▸ Instruction
Reproduce every line of the records below without changes, leaving out the pictures.

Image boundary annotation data
- - - -
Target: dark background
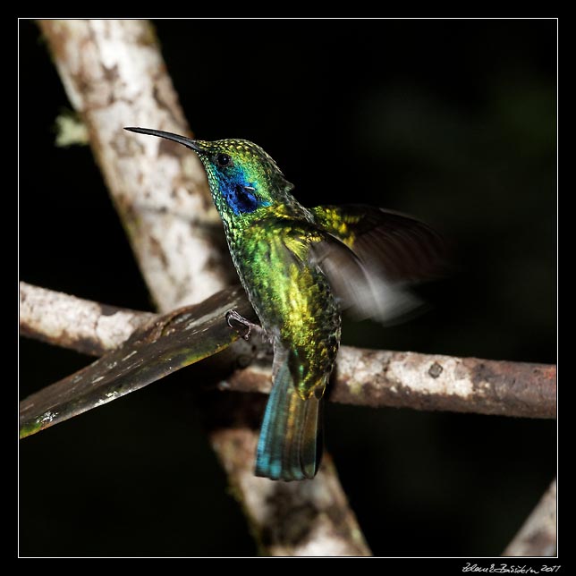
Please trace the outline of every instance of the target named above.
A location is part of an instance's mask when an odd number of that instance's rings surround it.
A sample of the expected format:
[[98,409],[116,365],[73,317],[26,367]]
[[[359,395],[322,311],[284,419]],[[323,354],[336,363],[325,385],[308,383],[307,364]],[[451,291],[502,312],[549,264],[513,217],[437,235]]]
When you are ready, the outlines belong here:
[[[556,22],[159,21],[204,140],[245,138],[306,205],[408,212],[456,247],[431,311],[346,322],[343,343],[555,362]],[[20,22],[20,275],[150,309],[88,148],[56,148],[70,107]],[[21,340],[20,397],[89,363]],[[250,555],[187,370],[20,445],[21,555]],[[329,405],[326,438],[378,555],[494,555],[554,478],[555,423]]]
- - - -
▸ The answer
Target: dark background
Please trace the outline of every instance of the target named above.
A location is part of an instance's mask when an odd number of that instance's rings surround it.
A sample of the expected format:
[[98,409],[116,365],[73,317],[26,367]]
[[[359,395],[322,311],[284,419]],[[323,354],[336,363],[325,385],[308,383],[307,364]],[[451,291],[502,312],[549,264],[513,217],[437,235]]]
When you are ready, the outlines belong here:
[[[556,22],[159,21],[204,140],[245,138],[306,205],[408,212],[456,247],[431,311],[346,322],[343,343],[555,362]],[[20,22],[20,275],[150,309],[88,148],[56,148],[70,107]],[[21,340],[20,397],[89,363]],[[250,555],[187,370],[20,445],[21,555]],[[329,405],[326,438],[378,555],[494,555],[554,478],[555,423]]]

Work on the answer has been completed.